▶ _WHAT NEEDS TO BE DONE_: Each entry needs to appear again, retyped exactly as it is below.

▶ _ENTRIES SHOWN_:
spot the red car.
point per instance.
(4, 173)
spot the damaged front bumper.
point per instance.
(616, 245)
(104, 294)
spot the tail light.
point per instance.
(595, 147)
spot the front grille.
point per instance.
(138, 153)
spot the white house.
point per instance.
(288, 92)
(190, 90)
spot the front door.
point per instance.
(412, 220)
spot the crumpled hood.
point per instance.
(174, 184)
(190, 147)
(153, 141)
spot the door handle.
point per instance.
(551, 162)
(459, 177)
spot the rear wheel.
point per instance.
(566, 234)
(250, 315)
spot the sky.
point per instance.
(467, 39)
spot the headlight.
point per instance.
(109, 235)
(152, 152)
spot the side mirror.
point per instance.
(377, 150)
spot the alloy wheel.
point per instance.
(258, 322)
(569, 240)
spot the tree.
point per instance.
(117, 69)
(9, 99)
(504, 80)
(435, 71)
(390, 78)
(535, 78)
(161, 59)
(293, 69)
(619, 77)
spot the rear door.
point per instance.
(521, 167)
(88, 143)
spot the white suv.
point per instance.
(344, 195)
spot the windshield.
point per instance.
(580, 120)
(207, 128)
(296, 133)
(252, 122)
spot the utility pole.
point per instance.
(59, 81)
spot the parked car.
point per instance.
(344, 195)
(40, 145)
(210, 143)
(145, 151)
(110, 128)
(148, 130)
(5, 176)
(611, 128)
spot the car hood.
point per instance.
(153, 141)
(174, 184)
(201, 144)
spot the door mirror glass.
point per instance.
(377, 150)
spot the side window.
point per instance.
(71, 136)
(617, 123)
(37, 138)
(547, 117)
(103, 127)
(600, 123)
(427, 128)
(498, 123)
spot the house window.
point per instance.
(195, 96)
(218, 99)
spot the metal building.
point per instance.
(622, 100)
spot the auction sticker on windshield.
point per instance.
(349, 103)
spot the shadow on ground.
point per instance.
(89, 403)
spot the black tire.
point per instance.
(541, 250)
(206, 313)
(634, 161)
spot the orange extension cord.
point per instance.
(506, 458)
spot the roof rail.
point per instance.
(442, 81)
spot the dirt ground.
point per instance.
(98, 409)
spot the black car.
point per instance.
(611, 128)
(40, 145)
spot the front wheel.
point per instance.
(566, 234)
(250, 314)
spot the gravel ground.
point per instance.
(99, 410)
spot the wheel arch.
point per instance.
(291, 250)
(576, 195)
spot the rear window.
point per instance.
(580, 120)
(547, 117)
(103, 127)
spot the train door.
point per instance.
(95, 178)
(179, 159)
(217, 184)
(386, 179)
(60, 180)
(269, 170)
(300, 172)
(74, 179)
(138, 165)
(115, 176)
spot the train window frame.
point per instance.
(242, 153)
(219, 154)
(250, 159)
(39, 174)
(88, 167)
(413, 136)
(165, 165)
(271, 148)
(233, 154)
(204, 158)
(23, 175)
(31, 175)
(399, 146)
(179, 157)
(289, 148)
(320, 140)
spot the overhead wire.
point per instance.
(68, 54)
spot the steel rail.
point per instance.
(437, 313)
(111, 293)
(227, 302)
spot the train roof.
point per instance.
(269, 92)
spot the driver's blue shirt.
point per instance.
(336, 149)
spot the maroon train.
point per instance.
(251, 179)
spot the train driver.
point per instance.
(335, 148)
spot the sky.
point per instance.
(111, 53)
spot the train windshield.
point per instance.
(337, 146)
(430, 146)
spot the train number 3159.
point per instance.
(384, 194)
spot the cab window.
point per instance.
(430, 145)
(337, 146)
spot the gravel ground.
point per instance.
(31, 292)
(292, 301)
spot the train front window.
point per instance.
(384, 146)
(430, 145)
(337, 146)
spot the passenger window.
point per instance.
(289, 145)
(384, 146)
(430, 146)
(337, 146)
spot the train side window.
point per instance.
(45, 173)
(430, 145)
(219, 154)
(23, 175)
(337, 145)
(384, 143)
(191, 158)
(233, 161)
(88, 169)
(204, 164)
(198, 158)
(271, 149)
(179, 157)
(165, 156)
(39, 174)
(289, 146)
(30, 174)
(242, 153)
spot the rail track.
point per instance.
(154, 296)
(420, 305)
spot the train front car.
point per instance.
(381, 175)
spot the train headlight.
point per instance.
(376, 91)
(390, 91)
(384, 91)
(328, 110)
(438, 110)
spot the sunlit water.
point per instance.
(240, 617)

▶ _SOLUTION TO THIS TASK_:
spot the red car.
point per instance.
(4, 173)
spot the damaged front bumper.
point per instance.
(616, 245)
(104, 294)
spot the tail light.
point per instance.
(595, 147)
spot the front grille.
point per instance.
(138, 153)
spot the white house.
point per instance.
(288, 92)
(190, 90)
spot the front door.
point per instance.
(412, 220)
spot the crumpled hood.
point per instance.
(174, 184)
(190, 147)
(153, 141)
spot the door handle.
point per instance.
(551, 162)
(459, 177)
spot the rear wheel.
point per instance.
(566, 234)
(250, 315)
spot the sky.
point per instance.
(467, 39)
spot the headlight.
point per instance.
(109, 235)
(152, 152)
spot the side mirror.
point per instance.
(377, 150)
spot the alloy wheel.
point per instance.
(258, 322)
(569, 240)
spot the tree.
point per instance.
(117, 69)
(9, 99)
(504, 80)
(435, 71)
(390, 78)
(535, 78)
(161, 59)
(293, 69)
(619, 77)
spot the rear door.
point per instance.
(521, 167)
(88, 143)
spot the white suv.
point per instance.
(344, 195)
spot the windshield.
point per instance.
(580, 120)
(207, 128)
(296, 133)
(252, 122)
spot the utility pole.
point per instance.
(59, 81)
spot the parked car.
point per instance.
(344, 195)
(40, 145)
(210, 143)
(145, 151)
(110, 128)
(148, 130)
(5, 176)
(611, 128)
spot the car hood.
point per instance.
(153, 141)
(174, 184)
(201, 144)
spot the door mirror glass.
point per instance.
(377, 150)
spot the side window.
point per instance.
(71, 136)
(617, 123)
(37, 138)
(547, 117)
(103, 127)
(600, 123)
(427, 128)
(498, 123)
spot the house window.
point per instance.
(195, 96)
(218, 99)
spot the metal building.
point per instance.
(622, 100)
spot the auction sticker on windshield.
point per instance.
(349, 103)
spot the shadow on ground.
point per instance.
(89, 403)
spot the black tire.
point per instance.
(541, 250)
(206, 313)
(634, 161)
spot the orange extension cord.
point per instance.
(506, 458)
spot the roof rail.
point per instance.
(442, 81)
spot the dirt ground.
point per instance.
(98, 409)
spot the black car.
point per instance.
(611, 128)
(40, 145)
spot the front wheel.
point per instance.
(566, 234)
(250, 314)
spot the gravel ground.
point per instance.
(99, 410)
spot the wheel arch.
point per instance.
(291, 250)
(576, 195)
spot the rear window.
point per instance.
(580, 120)
(547, 117)
(103, 127)
spot the train door.
point per instance.
(95, 178)
(179, 159)
(217, 184)
(386, 179)
(60, 180)
(269, 170)
(300, 172)
(74, 179)
(138, 165)
(115, 176)
spot the train window frame.
point per instance.
(242, 153)
(219, 154)
(250, 159)
(39, 174)
(88, 167)
(413, 136)
(165, 165)
(271, 148)
(233, 154)
(204, 158)
(23, 175)
(31, 175)
(399, 146)
(179, 157)
(289, 148)
(320, 140)
spot the overhead wire.
point per instance.
(68, 54)
spot the steel rail.
point per instance.
(437, 313)
(111, 293)
(227, 302)
spot the train roof.
point per instance.
(269, 92)
spot the driver's blue shirt.
point per instance.
(336, 149)
spot the maroon train.
point per instance.
(251, 179)
spot the train driver.
point per instance.
(335, 148)
spot the sky.
point per instance.
(111, 53)
spot the train windshield.
point per instance.
(337, 146)
(430, 146)
spot the train number 3159.
point per instance.
(384, 194)
spot the cab window.
point per instance.
(430, 145)
(337, 146)
spot the gravel ground.
point per instance.
(31, 292)
(292, 301)
spot the train front window.
point per instance.
(384, 146)
(430, 145)
(337, 146)
spot the passenger window.
point per instance.
(289, 145)
(384, 146)
(430, 146)
(337, 146)
spot the train side window.
point per instance.
(45, 173)
(430, 145)
(219, 154)
(23, 175)
(337, 145)
(384, 143)
(191, 158)
(233, 161)
(88, 169)
(204, 164)
(198, 158)
(271, 149)
(179, 157)
(165, 156)
(39, 174)
(289, 146)
(30, 174)
(242, 153)
spot the rail track.
point per instance.
(154, 296)
(420, 305)
spot the train front car.
point per instance.
(381, 175)
spot the train headlight.
point per instance.
(376, 91)
(390, 91)
(384, 91)
(328, 110)
(438, 110)
spot the sunlit water.
point per instance.
(240, 617)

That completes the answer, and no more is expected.